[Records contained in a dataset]
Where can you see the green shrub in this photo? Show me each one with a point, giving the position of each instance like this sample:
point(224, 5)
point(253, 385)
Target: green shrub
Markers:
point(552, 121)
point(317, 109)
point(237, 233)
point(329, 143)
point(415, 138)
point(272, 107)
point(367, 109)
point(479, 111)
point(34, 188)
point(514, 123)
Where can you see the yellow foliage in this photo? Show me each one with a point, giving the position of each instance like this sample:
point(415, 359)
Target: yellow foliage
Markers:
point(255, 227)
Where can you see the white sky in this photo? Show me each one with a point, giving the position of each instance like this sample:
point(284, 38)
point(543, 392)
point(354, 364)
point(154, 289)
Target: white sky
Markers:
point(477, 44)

WRITTEN EXERCISE: Print the listing above in full, exactly as it is.

FINAL RESULT:
Where can you see the green shrub in this photo? Show me each one with a point, giving the position of each instance like this sample:
point(224, 5)
point(253, 385)
Target: green shrub
Markers:
point(552, 121)
point(317, 109)
point(237, 233)
point(329, 143)
point(415, 138)
point(272, 107)
point(367, 109)
point(479, 111)
point(34, 188)
point(514, 123)
Where can you see the yellow foliage in this photo? Show me each one with a point, giving the position of each instance like this sample:
point(415, 359)
Target: yellow foliage
Markers:
point(255, 227)
Where can you see the white sky in this photo? Show me each one with a point, giving the position of each instance like this sample:
point(284, 38)
point(543, 392)
point(354, 364)
point(154, 289)
Target: white sky
Markers:
point(477, 44)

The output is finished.